• Text provided:
============================================================

Math 262A: Lecture 6

In this Lecture we continue the the N \to \infty asymptotic analysis of N!_d with d \in \mathbb{N} arbitrary but fixed. Recall that N!_d was defined in Lecture 5 as the number of permutations in \mathrm{S}(N) which have no increasing subsequence of length d+1.

Our starting point is the “gluing” trick we used to recover Knuth’s formula

N!_3 = \frac{1}{N+1}{2N \choose N}.

Based on this, we can hope that the asymptotics of N!_d might coincide with the asymptotics of

\dim R(d, \frac{2N}{d}),

where R(a,b) is the a \times b rectangular Young diagram. This would be excellent, since the asymptotics of the dimension of a very long rectangle of fixed height are easy to deduce from Frobenius’s formula for \dim \lambda together with Stirling’s approximation of N!.

Conjecture 1: For any fixed d \in \mathbb{N}, we have

(dN)!_d =\dim R(d,2N)+o\left(\dim R(d,2N)\right)

as N \to \infty.

To begin, we write

(dN)!_d = \sum\limits_{\lambda \in \mathrm{Y}_d(dN)} (\dim \lambda)^2,

which is just RSK. We want to compare this sum to \dim R(d,2N) using our “gluing” intuition. To do this, let us define the notion of the complement \mu^* of a diagram \mu \subseteq R(d,2N). This is exactly what you think it is: if \mu=(\mu_1,\dots,\mu_d), then \mu^*=(2N-\mu_d,\dots,2N-\mu_1) — draw yourself a picture. The basis of our gluing trick was that in the case d=2, every diagram is self complementary: for \mu \in \mathrm{Y}_2(2N), we have

\mu=(\mu_1,\mu_2) = (\mu_1, 2N-\mu_1)


\mu^*=(2N-(2N-\mu_1),2N-\mu_1) = (\mu_1,2N-\mu_1).

This is not necessarily true for d > 2, but for any d we certainly have that the set of standard Young tableaux (SYT) of shape R(d,2N) is in bijection with the set of pairs (P,Q) of SYT in which the shape of P is a diagram \mu \in \mathrm{Y}_d(dN) and the shape of Q is the complementary diagram \mu^*. The bijection is obtained simply by splitting any SYT of shape R(d,2N) in half according to the decomposition

\{1,\dots,2dN\} = \{1,\dots,dN\} \sqcup \{dN+1,\dots,2dN\}

of its entries, rotating the half carrying the entries \{dN+1,\dots,2dN\}, and subtracting dN from each entry. In formulas, this is

\dim R(d,2N) = \sum\limits_{\mu \in \mathrm{Y}_d(dN)} (\dim \mu)(\dim \mu^*).

============================================================

• Provided material:

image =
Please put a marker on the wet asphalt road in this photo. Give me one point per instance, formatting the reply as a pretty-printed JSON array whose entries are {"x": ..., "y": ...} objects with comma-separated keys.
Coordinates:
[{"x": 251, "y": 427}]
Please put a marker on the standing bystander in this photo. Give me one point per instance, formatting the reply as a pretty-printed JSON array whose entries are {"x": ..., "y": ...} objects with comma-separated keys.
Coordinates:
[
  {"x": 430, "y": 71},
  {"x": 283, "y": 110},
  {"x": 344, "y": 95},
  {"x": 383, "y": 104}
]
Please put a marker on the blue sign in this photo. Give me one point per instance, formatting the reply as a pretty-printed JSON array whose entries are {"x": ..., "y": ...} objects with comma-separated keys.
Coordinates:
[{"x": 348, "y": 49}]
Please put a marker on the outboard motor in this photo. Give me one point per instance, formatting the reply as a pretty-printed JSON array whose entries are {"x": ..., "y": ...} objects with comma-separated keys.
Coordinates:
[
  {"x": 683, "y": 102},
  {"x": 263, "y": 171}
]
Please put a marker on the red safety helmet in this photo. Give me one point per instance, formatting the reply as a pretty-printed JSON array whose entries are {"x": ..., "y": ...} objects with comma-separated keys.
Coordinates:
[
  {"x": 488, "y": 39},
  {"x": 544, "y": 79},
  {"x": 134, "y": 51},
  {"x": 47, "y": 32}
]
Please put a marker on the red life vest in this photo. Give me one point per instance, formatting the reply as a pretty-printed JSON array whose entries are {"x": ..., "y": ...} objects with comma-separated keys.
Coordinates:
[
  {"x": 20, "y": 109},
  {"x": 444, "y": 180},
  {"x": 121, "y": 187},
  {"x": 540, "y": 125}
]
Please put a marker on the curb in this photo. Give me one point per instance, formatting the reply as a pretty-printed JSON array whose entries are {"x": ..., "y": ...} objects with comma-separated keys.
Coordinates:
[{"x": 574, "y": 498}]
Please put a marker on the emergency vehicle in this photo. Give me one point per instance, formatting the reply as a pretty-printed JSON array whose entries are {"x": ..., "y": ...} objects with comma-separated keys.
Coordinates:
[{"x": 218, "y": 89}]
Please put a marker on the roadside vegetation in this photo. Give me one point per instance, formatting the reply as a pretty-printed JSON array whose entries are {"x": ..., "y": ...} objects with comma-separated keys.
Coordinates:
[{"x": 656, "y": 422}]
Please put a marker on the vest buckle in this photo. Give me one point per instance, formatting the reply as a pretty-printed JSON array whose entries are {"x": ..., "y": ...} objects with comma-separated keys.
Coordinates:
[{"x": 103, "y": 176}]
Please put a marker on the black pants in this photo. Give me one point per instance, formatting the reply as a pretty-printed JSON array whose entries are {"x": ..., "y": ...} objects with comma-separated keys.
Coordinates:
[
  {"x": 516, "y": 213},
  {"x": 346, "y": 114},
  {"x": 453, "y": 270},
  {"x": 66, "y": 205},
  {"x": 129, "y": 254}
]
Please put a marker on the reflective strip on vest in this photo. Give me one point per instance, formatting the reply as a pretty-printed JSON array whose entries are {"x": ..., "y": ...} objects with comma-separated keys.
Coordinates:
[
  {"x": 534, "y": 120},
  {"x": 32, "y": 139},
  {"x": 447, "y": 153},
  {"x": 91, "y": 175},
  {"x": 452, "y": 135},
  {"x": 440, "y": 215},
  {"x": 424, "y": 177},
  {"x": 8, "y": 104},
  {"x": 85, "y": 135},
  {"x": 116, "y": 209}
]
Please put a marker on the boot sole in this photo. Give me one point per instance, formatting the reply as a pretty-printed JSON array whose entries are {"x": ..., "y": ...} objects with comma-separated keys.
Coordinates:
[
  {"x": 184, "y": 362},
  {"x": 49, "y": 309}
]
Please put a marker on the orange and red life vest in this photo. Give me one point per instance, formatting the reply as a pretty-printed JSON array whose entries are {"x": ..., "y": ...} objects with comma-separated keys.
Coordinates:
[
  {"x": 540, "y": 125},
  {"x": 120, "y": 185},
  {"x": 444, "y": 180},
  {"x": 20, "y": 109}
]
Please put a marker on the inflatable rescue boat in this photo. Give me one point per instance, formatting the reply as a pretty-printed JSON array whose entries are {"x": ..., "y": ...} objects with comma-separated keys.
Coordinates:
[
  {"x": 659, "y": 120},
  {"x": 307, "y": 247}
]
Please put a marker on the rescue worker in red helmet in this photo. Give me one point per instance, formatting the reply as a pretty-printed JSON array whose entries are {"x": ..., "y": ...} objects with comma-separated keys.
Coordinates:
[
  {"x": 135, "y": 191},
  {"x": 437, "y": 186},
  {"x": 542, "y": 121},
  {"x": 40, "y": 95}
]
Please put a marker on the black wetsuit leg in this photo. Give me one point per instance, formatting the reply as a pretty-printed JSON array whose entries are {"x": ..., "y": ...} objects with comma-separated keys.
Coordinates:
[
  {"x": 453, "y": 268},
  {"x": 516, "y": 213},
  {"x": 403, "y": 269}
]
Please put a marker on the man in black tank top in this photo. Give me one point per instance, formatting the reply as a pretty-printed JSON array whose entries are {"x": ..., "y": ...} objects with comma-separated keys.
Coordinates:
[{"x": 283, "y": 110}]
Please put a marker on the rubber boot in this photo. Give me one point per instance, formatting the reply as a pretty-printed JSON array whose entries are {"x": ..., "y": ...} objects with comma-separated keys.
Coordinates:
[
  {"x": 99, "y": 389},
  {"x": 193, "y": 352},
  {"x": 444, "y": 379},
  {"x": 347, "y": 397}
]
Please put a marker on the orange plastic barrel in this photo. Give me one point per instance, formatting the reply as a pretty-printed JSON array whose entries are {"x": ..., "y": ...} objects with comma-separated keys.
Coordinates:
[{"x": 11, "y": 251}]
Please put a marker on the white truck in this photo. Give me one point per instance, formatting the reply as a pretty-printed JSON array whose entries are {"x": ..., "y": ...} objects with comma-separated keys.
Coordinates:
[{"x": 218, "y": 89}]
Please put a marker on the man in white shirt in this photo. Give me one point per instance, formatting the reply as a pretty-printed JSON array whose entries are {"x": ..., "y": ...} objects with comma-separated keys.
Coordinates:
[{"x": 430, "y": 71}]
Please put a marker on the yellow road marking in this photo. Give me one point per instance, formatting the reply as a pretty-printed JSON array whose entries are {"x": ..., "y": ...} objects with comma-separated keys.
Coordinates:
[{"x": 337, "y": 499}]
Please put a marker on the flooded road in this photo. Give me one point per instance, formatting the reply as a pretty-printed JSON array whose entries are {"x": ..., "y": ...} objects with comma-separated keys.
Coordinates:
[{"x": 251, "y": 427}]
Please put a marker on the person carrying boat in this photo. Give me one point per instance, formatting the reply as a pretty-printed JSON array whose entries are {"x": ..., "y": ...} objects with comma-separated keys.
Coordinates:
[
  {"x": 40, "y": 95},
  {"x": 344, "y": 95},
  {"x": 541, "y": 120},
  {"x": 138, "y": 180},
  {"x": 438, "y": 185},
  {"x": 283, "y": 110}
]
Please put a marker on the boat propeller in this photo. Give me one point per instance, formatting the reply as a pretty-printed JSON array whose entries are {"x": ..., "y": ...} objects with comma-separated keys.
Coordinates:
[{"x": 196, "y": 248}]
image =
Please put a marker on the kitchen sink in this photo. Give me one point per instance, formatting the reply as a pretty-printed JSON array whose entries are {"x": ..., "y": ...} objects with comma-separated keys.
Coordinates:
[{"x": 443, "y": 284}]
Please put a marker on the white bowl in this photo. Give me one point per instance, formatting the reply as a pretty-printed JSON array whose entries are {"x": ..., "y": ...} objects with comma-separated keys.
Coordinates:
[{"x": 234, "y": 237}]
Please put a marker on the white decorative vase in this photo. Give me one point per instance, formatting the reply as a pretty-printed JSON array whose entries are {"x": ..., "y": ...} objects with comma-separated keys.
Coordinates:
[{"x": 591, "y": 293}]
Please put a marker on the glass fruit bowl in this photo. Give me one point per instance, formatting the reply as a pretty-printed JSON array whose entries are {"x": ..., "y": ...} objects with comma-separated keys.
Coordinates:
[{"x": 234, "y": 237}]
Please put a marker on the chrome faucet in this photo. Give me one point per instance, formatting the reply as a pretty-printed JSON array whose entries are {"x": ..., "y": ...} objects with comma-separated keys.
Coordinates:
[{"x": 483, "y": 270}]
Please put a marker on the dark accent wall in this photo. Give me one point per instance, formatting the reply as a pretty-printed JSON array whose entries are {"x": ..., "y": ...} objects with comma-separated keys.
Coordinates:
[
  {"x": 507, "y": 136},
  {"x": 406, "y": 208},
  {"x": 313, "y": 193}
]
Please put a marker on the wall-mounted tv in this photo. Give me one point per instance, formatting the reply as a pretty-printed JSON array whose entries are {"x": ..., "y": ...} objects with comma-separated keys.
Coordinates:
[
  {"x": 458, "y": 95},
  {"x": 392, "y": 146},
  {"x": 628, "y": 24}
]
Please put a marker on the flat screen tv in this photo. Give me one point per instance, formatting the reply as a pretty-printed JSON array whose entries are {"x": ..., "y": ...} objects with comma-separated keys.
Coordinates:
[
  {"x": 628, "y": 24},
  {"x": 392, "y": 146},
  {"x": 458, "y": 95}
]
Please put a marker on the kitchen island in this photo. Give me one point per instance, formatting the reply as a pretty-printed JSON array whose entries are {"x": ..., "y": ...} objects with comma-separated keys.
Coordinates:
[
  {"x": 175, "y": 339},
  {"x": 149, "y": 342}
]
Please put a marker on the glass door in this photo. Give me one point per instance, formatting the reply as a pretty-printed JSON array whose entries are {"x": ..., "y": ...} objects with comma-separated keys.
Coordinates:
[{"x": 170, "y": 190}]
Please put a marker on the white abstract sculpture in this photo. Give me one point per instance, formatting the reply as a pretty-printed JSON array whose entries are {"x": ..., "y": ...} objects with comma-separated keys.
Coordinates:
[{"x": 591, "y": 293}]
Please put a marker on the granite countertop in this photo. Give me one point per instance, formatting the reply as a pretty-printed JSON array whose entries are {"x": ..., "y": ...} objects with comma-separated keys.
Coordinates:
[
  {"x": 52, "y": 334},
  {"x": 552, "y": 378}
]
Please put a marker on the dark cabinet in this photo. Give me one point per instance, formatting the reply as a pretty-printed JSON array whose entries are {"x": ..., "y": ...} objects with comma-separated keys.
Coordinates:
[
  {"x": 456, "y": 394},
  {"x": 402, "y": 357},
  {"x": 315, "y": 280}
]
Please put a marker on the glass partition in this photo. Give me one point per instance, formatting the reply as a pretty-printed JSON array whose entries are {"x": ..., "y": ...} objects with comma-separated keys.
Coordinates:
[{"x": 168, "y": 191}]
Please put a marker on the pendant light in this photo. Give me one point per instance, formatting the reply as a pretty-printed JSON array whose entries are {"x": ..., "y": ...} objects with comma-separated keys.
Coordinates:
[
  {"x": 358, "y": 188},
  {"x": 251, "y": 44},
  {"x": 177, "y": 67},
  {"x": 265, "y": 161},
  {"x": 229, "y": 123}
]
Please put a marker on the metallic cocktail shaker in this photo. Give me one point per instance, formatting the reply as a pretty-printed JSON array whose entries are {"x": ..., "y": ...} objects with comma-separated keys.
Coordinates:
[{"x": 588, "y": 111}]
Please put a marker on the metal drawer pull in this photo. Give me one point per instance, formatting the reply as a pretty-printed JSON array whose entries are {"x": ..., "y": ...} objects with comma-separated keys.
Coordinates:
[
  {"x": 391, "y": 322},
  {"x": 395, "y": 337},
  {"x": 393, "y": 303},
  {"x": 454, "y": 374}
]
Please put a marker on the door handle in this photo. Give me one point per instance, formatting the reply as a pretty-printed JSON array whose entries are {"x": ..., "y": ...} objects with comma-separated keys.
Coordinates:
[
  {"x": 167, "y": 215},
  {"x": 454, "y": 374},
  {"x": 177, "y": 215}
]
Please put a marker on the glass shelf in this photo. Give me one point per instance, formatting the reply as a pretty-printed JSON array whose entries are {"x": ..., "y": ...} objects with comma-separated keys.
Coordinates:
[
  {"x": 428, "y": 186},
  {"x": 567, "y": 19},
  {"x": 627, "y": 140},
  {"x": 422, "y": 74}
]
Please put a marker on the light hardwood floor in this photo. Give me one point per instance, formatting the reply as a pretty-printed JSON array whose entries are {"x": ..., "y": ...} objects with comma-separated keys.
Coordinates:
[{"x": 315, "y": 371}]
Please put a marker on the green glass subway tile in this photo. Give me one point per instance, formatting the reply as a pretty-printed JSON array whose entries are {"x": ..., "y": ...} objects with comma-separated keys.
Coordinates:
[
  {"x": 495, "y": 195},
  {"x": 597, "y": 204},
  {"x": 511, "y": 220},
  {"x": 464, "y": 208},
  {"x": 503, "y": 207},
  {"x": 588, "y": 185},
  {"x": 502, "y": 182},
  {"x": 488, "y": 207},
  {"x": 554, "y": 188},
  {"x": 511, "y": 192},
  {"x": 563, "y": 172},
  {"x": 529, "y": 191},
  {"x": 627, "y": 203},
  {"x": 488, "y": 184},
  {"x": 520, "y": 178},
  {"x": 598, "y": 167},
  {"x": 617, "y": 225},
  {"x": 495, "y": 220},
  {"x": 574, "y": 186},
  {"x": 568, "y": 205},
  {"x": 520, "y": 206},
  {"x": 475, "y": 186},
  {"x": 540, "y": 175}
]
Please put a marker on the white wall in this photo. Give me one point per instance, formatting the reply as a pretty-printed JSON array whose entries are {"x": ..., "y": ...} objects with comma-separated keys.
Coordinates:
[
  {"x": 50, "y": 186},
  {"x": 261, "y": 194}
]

============================================================

• What you will do:
**A.** Answer these from the lecture, one line each:
(i) In which lecture was N!_d first defined?
(ii) What does R(a,b) denote?
(iii) For which value of d is every diagram self complementary?
**B.** Duplicate the stretch of the lecture from "This is not" through "(\dim \mu)(\dim \mu^*).".
**C.** Finish out the next part of the lecture on N!_d, picking up after its last line.

• Answers to each task:
**A.**
(i) Lecture 5
(ii) The a × b rectangular Young diagram
(iii) d = 2

**B.**
This is not necessarily true for d > 2, but for any d we certainly have that the set of standard Young tableaux (SYT) of shape R(d,2N) is in bijection with the set of pairs (P,Q) of SYT in which the shape of P is a diagram \mu \in \mathrm{Y}_d(dN) and the shape of Q is the complementary diagram \mu^*. The bijection is obtained simply by splitting any SYT of shape R(d,2N) in half according to the decomposition

\{1,\dots,2dN\} = \{1,\dots,dN\} \sqcup \{dN+1,\dots,2dN\}

of its entries, rotating the half carrying the entries \{dN+1,\dots,2dN\}, and subtracting dN from each entry. In formulas, this is

\dim R(d,2N) = \sum\limits_{\mu \in \mathrm{Y}_d(dN)} (\dim \mu)(\dim \mu^*).

**C.**
We can now compare (dN)!_d and \dim R(d,2N) by comparing the above sums. The RSK sum formula for (dN)!_d can be decomposed according to whether \lambda \in \mathrm{Y}_d(dN) is contained in R(d,2N) or not,

(dN)!_d = \sum\limits_{\substack{\lambda \in \mathrm{Y}_d(dN) \\ \lambda \subseteq R(d,2N)}} (\dim \lambda)^2 + \sum\limits_{\substack{\nu \in \mathrm{Y}_d(dN) \\ \nu_1 > 2N}} (\dim \lambda)^2,

and the first group of terms can be further decomposed into two sum according to whether \lambda \subseteq R(d,2N) is self-complementary or not,

(dN)!_d = \sum\limits_{\substack{\mu \in \mathrm{Y}_d(dN) \\ \mu \subseteq R(d,2N) \\ \mu = \mu^*}} (\dim \mu)^2 +\sum\limits_{\substack{\mu \in \mathrm{Y}_d(dN) \\ \mu \subseteq R(d,2N) \\ \mu \neq \mu^*}} (\dim \mu)^2 + \sum\limits_{\substack{\nu \in \mathrm{Y}_d(dN) \\ \nu_1 > 2N}} (\dim \nu)^2.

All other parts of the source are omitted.